◆ Documento:
★ ★ ★

Marco veloce? Era sempre in ritardo

Paolo Simoncelli racconta la contagiosa ironia di Marco

Marco veloce? Era sempre in ritardo

La mattina che ha preceduto il funerale di Marco Simoncelli, la casa dove il pilota viveva assieme ai genitori, la sorella minore, e la fidanzata aveva le porte aperte. Con grande coraggio e disponibilità, la famiglia del pilota accoglieva amici, giornalisti, e ammiratori del “Sic” in una sorta di abbraccio collettivo.

Con gli ospiti radunati nel salotto, seduti intorno ad un tavolo guarnito di caffè e pasticcini, Paolo Simoncelli ha condiviso aneddoti e pensieri sul figlio prematuramente scomparso. Nel dolore di una ferita ancora troppo fresca, la sua mente è tornata agli istanti successivi all’incidente sul circuito di Sepang. Momenti interminabili, durante i quali la speranza e l’amore lottano contro la ragione. “Sono salito sul motorino per raggiungerlo – ricorda – Ma andava pianissimo. Ci avrò messo due minuti. Forse per egoismo, durante il tragitto continuavo a sperare che non si trattasse di Marco”.

★ ★ ★

◆ Elenco compiti:
1 - Nell'articolo su Marco Simoncelli, su quale circuito è avvenuto l'incidente?
2 - Prosegui l'articolo su Marco Simoncelli a partire dall'ultima frase riportata.
I record non servono per svolgere il lavoro.

◆ Righe:

★ ★ ★

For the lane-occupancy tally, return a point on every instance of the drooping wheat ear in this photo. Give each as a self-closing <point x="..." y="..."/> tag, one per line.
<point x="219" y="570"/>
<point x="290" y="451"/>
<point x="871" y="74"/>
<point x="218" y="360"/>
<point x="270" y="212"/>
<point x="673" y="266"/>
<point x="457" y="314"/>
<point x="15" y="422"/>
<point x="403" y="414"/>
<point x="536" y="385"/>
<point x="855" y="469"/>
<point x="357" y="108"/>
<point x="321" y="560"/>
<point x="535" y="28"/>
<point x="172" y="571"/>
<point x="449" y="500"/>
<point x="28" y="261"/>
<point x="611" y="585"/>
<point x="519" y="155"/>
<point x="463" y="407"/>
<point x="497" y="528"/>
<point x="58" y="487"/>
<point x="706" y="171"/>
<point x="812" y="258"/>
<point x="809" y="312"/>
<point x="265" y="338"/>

★ ★ ★

◆ Risultati:
1 - Sul circuito di Sepang.

2 -
Nella disperata ricerca di un perché, il padre ha criticato le gomme Bridgestone, esasperate nelle prestazioni e soprattutto troppo lente ad entrare in temperatura. Ma immediatamente, con naturalezza, affiorano i ricordi più felici. Come la passione e la competitività di Marco, partite da una semplice videocassetta su Gilles Villeneuve. “Avevo comprato la raccolta di VHS usciti dopo la sua morte – racconta Paolo Simoncelli sorridendo – Marco ne era rimasto affascinato. Le guardava sempre, tant’è che a un certo punto la mamma gliele ha sequestrate perché stava diventando un’ossessione”.

In quello che ora sembra uno scherzo del destino, il padre racconta di aver piantato una rosa al momento della scomparsa del pilota canadese. La pianta era cresciuta rigogliosamente, resistendo anche a un trapianto tra il giardino di Riccione e quello di Coriano, salvo poi seccarsi proprio quest’anno.

Di Gilles, Marco aveva imparato la determinazione e la capacità di dare spettacolo, entusiasmando anche persone che solitamente non seguono il motociclismo. “Lo incitavo sempre a non mollare – dice Paolo – Nelle prime gare di minimoto gli dicevo che, anche se era ultimo, doveva sforzarsi per passare quello davanti”.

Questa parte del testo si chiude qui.